• Data for analysis:
======

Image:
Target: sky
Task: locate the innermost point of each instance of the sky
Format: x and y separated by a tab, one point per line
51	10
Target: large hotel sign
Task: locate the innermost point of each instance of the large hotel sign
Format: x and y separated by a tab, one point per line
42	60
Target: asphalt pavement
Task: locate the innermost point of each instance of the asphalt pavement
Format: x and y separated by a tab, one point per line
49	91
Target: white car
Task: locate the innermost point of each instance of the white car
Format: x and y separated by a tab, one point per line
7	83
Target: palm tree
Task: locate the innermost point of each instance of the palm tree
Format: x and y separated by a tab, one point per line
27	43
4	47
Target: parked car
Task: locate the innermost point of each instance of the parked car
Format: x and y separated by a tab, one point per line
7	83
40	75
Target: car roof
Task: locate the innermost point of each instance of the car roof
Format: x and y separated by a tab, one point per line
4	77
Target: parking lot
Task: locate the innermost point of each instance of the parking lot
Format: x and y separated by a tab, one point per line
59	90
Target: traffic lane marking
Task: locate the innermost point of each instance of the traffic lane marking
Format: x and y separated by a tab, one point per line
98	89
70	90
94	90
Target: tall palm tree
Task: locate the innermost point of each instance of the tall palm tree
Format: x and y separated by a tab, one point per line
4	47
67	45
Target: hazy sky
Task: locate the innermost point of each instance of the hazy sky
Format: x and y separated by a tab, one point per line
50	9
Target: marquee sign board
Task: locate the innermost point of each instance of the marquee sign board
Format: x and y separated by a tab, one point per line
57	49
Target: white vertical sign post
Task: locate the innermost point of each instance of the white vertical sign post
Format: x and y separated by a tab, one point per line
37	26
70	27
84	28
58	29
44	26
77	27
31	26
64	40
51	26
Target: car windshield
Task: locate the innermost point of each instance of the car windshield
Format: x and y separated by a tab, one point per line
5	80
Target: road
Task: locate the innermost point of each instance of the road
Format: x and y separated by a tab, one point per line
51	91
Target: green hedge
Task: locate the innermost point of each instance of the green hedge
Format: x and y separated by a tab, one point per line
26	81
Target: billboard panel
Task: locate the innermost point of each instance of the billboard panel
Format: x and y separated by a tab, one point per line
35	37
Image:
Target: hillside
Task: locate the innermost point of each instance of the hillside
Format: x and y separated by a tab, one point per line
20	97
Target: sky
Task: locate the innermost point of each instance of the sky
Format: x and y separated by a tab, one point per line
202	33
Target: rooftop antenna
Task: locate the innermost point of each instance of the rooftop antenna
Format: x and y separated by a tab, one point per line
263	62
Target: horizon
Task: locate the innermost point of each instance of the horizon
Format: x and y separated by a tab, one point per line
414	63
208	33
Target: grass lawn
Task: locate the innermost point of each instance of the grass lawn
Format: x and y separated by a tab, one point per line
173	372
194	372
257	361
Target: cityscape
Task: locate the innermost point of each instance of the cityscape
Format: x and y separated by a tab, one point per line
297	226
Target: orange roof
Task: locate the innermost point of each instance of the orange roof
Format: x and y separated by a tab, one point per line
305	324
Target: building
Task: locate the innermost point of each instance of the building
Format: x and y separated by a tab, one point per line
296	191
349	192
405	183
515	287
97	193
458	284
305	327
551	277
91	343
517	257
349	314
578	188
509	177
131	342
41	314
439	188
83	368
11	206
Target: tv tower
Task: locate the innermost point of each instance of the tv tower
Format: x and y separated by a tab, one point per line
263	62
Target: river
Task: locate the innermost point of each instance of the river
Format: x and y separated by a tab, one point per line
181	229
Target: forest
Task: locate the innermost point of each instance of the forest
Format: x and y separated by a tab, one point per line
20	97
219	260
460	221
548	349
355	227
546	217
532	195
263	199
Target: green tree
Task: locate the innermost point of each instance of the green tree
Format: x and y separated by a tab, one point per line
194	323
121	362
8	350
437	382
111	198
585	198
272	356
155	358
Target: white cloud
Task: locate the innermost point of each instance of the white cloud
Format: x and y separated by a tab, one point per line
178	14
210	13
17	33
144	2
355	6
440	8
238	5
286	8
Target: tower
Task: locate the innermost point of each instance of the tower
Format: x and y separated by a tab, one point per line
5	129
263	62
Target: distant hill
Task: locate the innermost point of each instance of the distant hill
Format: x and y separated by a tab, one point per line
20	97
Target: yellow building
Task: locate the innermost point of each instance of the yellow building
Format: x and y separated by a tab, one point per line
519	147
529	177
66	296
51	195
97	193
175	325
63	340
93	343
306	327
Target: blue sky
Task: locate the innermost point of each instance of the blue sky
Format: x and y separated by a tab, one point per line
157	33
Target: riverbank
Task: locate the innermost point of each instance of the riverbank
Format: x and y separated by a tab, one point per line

======

• Exercise brief:
Please return the data above exactly as given.

• Written solution:
Image:
Target: sky
Task: locate the innermost point of each instance of the sky
Format: x and y separated by a tab, one point per line
51	10
Target: large hotel sign
Task: locate the innermost point of each instance of the large hotel sign
Format: x and y separated by a tab, one point per line
42	60
Target: asphalt pavement
Task: locate the innermost point of each instance of the asphalt pavement
Format: x and y separated by a tab, one point per line
49	91
Target: white car
Task: locate the innermost point of each instance of the white car
Format: x and y separated by a tab, one point per line
7	83
Target: palm tree
Task: locate the innermost point of each instance of the palm tree
Format: x and y separated by a tab, one point per line
27	43
4	47
Target: parked car
Task: locate the innermost point of each instance of the parked car
Format: x and y separated by a tab, one point per line
7	83
40	75
Target: car roof
Task: locate the innermost point of each instance of the car roof
Format: x and y separated by a tab, one point per line
4	77
Target: parking lot
Task: locate the innermost point of each instance of the parking lot
Format: x and y separated by a tab, one point per line
59	90
Target: traffic lane marking
Task: locate the innermost point of each instance of the traffic lane marking
Format: x and y separated by a tab, one point per line
98	89
70	90
94	90
Target: tall palm tree
Task: locate the innermost point of each instance of the tall palm tree
Format: x and y separated by a tab, one point per line
4	47
67	45
Target: hazy sky
Task: locate the innermost point of each instance of the hazy sky
Format: x and y separated by a tab, one point per line
50	9
Target: marquee sign board
Task: locate the innermost point of each instance of the marquee sign board
Format: x and y separated by a tab, one point per line
57	49
Target: white vertical sign post
Task: locate the innermost point of each instance of the white vertical sign post
Format: x and y separated by a tab, one point per line
37	26
70	27
84	28
58	29
44	26
77	27
31	26
64	40
51	26
Target: car windshield
Task: locate the innermost point of each instance of the car windshield
Format: x and y separated by a tab, one point per line
5	80
Target: road
Task: locate the innermost point of each instance of the road
Format: x and y separated by a tab, one point per line
51	91
Target: green hedge
Task: locate the innermost point of each instance of the green hedge
Format: x and y separated by a tab, one point per line
26	81
Target: billboard panel
Task: locate the innermost point of each instance of the billboard panel
Format: x and y separated by a tab, one point per line
35	37
Image:
Target: hillside
Task: locate the innermost point of each instance of the hillside
Format: x and y separated by a tab, one point per line
20	97
Target: sky
Task: locate the innermost point of each instance of the sky
Format: x and y separated by a tab, one point per line
202	33
Target: rooftop antenna
Task: locate the innermost point of each instance of the rooftop antenna
Format: x and y separated by a tab, one point per line
263	62
Target: horizon
Task: locate the innermost point of each instance of the horizon
Format: x and y separated by a tab, one point per line
414	63
208	33
Target: grass lawn
Task: locate the innermost point of each instance of the grass lawn
Format: x and y separated by a tab, one point per line
173	372
194	372
257	361
Target: cityscape
Task: locate the innermost point of each instance of the cityscape
Format: x and y separated by a tab, one point per line
297	226
Target: orange roof
Task: locate the innermost point of each instance of the orange roof
Format: x and y separated by a tab, one point per line
305	324
Target: building
Task: locate the innermost point of each instance of the building
Format: x and y separated by a tab, one point per line
296	191
349	192
405	183
515	287
97	193
458	284
305	327
551	277
91	343
517	257
349	314
578	188
509	177
131	342
41	314
439	188
83	368
11	206
Target: tv tower
Task: locate the innermost point of each instance of the tv tower
Format: x and y separated by a tab, one point per line
263	62
Target: river
Task: locate the innermost point of each instance of the river
Format: x and y separated by a tab, one point per line
181	229
Target: forest
Task: locate the innermost point of each instance of the forest
Format: x and y separated by a tab, one point per line
20	97
219	260
460	221
548	349
355	227
546	217
532	195
263	199
Target: green tree
Task: locate the innermost point of each instance of the green tree
Format: x and y separated by a tab, one point per line
194	323
121	362
8	350
437	382
111	198
585	198
272	356
155	358
Target: white cloud
Task: locate the innermost point of each instance of the white cloud
Format: x and y separated by a tab, one point per line
178	14
210	13
17	33
144	2
355	6
440	8
238	5
286	8
Target: tower
Task: locate the innermost point of each instance of the tower
Format: x and y separated by a tab, one point per line
5	129
263	62
Target: distant hill
Task: locate the innermost point of each instance of the distant hill
Format: x and y separated by a tab, one point per line
20	97
Target: yellow building
Task: locate the innermost point of each instance of the yellow building
Format: x and y separated by a tab, one point per line
519	147
529	177
66	296
51	195
97	193
175	325
63	340
93	343
306	327
Target: blue sky
Task: locate the innermost point of each instance of the blue sky
Format: x and y separated by a tab, one point per line
157	33
Target: riverbank
Task: locate the innermost point of each instance of the riverbank
Format: x and y separated by a tab, one point per line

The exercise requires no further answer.